**Instruction:**
Format the lines of the listing below as a numbered list, starting at the line that contains "Could you kindly segment every instance of the white window" and ending at the line that contains "M579 110L579 2L0", both included. Leave out any blank lines.

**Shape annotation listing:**
::::::

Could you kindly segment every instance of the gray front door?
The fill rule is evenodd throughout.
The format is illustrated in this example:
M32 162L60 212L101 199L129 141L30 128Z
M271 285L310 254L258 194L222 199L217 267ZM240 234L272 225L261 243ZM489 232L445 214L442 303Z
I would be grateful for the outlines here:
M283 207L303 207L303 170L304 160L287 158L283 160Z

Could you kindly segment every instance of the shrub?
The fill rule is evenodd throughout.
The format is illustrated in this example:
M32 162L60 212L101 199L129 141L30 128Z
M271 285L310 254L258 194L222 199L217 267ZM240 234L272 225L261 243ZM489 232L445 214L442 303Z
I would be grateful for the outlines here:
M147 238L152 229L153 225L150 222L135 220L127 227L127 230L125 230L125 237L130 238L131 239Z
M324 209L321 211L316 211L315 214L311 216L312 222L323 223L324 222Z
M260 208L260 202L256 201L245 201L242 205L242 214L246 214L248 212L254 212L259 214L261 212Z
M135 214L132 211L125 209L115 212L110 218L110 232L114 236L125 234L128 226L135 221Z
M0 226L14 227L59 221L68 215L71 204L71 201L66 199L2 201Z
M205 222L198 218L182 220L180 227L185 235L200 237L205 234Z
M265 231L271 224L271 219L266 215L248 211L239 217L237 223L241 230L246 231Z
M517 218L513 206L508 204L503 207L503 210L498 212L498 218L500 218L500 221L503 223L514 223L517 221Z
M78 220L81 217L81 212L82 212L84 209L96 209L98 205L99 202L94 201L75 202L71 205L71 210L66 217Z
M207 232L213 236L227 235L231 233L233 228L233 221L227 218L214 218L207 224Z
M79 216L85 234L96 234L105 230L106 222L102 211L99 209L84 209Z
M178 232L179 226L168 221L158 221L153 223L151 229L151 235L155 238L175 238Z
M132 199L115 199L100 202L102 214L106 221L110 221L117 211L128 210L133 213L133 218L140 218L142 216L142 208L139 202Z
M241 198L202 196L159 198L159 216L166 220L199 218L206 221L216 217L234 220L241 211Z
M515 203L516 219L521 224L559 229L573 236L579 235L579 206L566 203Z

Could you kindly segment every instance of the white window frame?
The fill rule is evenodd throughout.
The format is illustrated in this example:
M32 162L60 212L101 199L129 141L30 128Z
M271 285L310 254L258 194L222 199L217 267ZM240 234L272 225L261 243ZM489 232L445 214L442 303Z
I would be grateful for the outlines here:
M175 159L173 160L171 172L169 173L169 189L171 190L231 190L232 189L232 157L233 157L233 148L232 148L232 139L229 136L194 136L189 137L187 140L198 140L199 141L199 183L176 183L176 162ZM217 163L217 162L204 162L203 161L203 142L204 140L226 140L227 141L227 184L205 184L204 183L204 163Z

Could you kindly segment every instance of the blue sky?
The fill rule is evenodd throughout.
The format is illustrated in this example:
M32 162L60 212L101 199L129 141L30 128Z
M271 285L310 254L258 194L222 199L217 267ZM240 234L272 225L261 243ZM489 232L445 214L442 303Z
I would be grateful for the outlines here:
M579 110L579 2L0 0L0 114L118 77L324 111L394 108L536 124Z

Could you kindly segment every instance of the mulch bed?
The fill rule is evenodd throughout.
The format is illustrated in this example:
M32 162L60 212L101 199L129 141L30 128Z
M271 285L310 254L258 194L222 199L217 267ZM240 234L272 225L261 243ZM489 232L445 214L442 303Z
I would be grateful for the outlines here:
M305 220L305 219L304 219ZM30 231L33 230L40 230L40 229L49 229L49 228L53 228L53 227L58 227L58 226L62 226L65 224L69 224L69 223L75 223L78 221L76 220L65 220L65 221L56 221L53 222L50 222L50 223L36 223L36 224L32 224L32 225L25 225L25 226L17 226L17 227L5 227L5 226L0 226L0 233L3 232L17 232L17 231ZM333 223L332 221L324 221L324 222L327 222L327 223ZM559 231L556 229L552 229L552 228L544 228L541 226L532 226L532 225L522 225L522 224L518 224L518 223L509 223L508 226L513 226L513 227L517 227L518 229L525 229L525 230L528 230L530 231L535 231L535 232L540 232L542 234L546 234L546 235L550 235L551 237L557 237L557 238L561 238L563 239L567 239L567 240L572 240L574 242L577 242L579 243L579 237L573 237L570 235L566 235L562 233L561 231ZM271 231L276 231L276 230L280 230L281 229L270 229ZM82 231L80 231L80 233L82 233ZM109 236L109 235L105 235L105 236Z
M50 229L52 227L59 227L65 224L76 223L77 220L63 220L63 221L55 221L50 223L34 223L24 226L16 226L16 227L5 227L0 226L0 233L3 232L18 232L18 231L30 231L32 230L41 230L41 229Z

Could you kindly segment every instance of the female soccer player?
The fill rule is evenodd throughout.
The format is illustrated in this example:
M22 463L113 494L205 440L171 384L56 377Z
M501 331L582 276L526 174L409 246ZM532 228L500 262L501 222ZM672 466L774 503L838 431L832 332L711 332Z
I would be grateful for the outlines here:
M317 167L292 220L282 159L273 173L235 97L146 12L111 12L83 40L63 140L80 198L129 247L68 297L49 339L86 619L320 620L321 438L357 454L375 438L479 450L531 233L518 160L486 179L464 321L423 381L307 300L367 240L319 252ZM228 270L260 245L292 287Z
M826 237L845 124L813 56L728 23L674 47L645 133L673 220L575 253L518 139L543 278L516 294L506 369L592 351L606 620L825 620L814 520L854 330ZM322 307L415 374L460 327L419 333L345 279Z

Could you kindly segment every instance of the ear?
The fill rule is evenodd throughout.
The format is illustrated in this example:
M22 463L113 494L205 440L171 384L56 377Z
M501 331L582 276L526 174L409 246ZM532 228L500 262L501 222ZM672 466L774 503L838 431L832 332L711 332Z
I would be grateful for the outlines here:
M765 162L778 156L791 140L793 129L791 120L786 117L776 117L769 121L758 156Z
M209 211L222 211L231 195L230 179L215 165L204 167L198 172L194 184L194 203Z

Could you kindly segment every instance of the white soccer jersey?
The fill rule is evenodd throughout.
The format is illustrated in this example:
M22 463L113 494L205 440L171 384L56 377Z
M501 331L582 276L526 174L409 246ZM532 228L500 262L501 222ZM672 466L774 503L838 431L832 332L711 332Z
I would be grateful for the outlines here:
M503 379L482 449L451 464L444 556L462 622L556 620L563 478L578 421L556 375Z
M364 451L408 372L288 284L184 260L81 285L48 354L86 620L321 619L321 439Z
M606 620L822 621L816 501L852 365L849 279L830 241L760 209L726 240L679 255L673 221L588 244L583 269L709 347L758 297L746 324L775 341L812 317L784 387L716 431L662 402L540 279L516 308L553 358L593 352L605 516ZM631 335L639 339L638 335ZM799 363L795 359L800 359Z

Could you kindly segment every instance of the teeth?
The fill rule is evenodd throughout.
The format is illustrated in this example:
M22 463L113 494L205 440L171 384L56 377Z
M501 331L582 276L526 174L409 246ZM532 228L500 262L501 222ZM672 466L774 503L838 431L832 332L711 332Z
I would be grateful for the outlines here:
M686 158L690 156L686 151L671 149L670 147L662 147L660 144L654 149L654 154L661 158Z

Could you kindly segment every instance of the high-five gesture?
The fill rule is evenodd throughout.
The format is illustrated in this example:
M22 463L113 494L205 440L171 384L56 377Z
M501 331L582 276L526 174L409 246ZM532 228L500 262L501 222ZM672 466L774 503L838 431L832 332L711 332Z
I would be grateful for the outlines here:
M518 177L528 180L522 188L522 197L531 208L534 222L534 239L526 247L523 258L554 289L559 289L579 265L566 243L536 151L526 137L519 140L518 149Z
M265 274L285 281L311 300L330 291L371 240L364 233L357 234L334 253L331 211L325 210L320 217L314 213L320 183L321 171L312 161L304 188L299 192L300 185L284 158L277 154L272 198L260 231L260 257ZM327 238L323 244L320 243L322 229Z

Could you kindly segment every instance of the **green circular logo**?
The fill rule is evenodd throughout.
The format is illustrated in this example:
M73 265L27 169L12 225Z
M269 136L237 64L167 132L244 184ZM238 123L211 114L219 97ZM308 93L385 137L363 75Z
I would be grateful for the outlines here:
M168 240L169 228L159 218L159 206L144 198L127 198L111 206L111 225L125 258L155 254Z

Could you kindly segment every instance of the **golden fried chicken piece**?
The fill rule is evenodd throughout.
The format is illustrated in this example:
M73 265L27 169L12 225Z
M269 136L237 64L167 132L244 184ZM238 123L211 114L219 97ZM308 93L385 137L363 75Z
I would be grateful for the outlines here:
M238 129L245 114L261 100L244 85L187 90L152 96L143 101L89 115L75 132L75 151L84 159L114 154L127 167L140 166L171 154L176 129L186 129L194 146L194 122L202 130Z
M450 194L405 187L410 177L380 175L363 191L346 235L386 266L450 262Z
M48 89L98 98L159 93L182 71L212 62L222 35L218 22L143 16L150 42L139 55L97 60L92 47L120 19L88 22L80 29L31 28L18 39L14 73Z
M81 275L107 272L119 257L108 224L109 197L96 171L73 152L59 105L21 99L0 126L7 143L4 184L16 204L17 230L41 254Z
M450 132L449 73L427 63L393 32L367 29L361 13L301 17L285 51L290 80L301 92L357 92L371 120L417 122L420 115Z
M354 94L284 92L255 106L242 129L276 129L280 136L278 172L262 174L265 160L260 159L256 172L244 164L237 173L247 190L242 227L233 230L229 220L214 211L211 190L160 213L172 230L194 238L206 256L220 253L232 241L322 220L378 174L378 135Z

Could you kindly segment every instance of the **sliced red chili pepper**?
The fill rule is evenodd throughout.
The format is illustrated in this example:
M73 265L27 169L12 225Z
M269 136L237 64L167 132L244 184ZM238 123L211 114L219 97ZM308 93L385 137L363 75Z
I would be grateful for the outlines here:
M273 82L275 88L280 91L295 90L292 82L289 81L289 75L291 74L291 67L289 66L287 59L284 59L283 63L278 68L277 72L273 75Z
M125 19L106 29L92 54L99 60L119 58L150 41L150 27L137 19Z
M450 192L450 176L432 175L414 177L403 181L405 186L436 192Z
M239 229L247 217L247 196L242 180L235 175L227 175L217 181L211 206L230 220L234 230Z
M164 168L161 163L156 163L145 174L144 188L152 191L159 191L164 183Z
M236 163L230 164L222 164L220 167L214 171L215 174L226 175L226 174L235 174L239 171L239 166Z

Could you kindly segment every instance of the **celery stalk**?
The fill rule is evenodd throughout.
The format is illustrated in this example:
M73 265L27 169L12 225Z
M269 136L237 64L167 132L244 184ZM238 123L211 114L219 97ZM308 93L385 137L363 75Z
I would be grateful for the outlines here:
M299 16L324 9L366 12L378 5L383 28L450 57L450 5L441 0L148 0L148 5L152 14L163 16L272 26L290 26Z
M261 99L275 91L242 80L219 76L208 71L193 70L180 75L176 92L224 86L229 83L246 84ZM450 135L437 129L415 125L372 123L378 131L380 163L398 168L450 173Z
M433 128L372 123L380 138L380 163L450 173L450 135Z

::::::

**Expected output:**
1. Could you kindly segment every instance of the white window frame?
2. The fill rule is evenodd throughout.
3. The format is illustrated in this example:
4. M32 162L60 212L101 199L129 141L30 128Z
5. M271 285L310 254L258 194L222 199L217 267ZM240 234L272 225L261 243ZM489 232L445 214L442 303Z
6. I would be grateful for the outlines here:
7. M175 159L173 160L171 172L169 173L169 189L171 190L231 190L232 189L232 157L233 157L233 148L232 148L232 139L229 136L194 136L189 137L187 140L198 140L199 141L199 183L176 183L176 162ZM217 163L217 162L204 162L203 161L203 142L204 140L226 140L227 141L227 184L205 184L204 183L204 163Z
8. Could you kindly segment every instance of the blue sky?
9. The fill rule is evenodd throughout.
10. The format is illustrated in this example:
11. M32 162L60 212L101 199L129 141L30 128Z
12. M271 285L310 254L258 194L222 199L217 267ZM240 234L272 225L261 243ZM489 232L445 214L442 303Z
13. I would be grateful for the outlines here:
14. M579 110L579 2L0 0L0 114L118 77L324 111L394 108L536 124Z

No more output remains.